>> begin Provided records

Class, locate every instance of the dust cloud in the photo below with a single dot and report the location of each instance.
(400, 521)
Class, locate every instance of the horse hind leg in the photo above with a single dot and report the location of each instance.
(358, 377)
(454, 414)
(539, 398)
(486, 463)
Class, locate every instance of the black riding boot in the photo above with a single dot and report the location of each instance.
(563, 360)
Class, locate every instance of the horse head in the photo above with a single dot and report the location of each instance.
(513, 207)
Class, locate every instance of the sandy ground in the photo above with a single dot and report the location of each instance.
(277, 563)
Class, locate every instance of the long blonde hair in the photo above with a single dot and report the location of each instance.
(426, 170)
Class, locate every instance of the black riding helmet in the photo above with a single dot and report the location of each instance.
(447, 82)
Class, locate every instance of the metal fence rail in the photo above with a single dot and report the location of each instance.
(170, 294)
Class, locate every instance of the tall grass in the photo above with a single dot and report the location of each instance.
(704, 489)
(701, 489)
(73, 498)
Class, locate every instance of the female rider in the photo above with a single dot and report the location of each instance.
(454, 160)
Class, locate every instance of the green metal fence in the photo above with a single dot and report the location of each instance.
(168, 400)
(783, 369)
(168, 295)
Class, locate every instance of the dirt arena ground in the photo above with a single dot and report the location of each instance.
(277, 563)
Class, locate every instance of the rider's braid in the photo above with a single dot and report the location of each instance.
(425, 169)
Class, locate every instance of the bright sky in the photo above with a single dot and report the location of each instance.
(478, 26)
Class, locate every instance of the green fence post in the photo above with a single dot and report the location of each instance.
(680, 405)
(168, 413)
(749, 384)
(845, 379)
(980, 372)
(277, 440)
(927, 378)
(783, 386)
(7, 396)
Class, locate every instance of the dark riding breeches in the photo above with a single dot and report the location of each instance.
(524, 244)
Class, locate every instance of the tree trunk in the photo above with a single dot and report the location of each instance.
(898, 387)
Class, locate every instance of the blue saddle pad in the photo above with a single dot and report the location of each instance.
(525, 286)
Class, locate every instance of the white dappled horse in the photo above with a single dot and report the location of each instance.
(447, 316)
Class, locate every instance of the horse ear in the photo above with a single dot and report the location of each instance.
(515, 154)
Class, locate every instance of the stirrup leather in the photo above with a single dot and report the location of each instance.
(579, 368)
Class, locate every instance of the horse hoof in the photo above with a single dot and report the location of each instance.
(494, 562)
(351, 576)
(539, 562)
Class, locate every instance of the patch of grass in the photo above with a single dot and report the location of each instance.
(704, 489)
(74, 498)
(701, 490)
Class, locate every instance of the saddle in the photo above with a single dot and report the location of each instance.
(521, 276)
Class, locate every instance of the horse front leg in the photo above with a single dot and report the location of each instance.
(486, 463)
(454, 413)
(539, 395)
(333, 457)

>> end Provided records

Give back each line above precisely as it stands.

» Written solution
Class, locate every instance of the dust cloud in the photo below with a single dot and report the location of each instance.
(400, 521)
Class, locate every instance of the horse hind leg in the photo above with a single dot and report the location of each instance.
(358, 377)
(454, 414)
(539, 398)
(486, 463)
Class, locate every instance of the black riding boot in the photo above with a single dot and report the location of each instance.
(563, 360)
Class, locate every instance of the horse head in the photo above with a single dot and report the location of each instance.
(513, 207)
Class, locate every instance of the sandy ground in the photo above with a single dot and report the location of each instance.
(277, 563)
Class, locate every instance of the long blonde hair in the photo above with a single dot and report the location of each instance.
(426, 170)
Class, locate every instance of the black riding helmet in the photo above with a single dot and report the location of each instance.
(447, 82)
Class, locate every instance of the metal fence rail in the photo above with a single dot and report the location of each instance.
(170, 294)
Class, locate every instance of the tall grass in the photo above with a single dot and report the location of each instance.
(704, 489)
(701, 489)
(73, 498)
Class, locate every instance of the female rider in the photo above with a single dot and report the location of each instance.
(454, 160)
Class, locate every instance of the green metal fence in the photo above with a single dot and report the location of each instance.
(168, 400)
(783, 369)
(168, 295)
Class, locate every instance of the dirt arena ground in the photo above with a single dot and report the location of each instance.
(277, 563)
Class, locate every instance of the rider's braid in the photo above with a single dot and report the location of each instance.
(425, 169)
Class, locate every instance of the bright sky in the photo above with a single dot and report the location of each instance.
(478, 26)
Class, locate every instance of the green fence post in the photo above with a single dot and report the location of each instance.
(680, 405)
(168, 413)
(749, 384)
(845, 379)
(980, 372)
(277, 440)
(927, 378)
(783, 386)
(7, 396)
Class, locate every instance of the dark riding breeches in the photo above with a single dot and report the location of each instance.
(524, 244)
Class, locate every instance of the tree trunk in the photo above with a single dot and report the location of each instance.
(898, 387)
Class, locate every instance of the blue saddle pad in the photo above with a single dot and report the location of each instance.
(525, 286)
Class, locate every instance of the white dappled horse in the photo above with a single dot and report the location of each instance.
(447, 316)
Class, locate every instance of the horse ear in the photo above with a single dot and report the location of each instance.
(515, 154)
Class, locate every instance of the stirrup leather in the photo above with a single dot and report the location of each instance.
(579, 368)
Class, locate every instance of the horse hoof in the photo above with a single dot and report the location of each instance.
(494, 562)
(351, 576)
(539, 562)
Class, locate every instance of the patch of grass in the photo above with a single dot and report the location of each instance.
(704, 489)
(74, 498)
(701, 490)
Class, locate every instance of the saddle in the photo above with a single dot and report the location of each instance.
(521, 276)
Class, locate every instance of the horse front leg in the photo above with a single dot and report the location of each instance.
(486, 463)
(454, 413)
(539, 395)
(333, 457)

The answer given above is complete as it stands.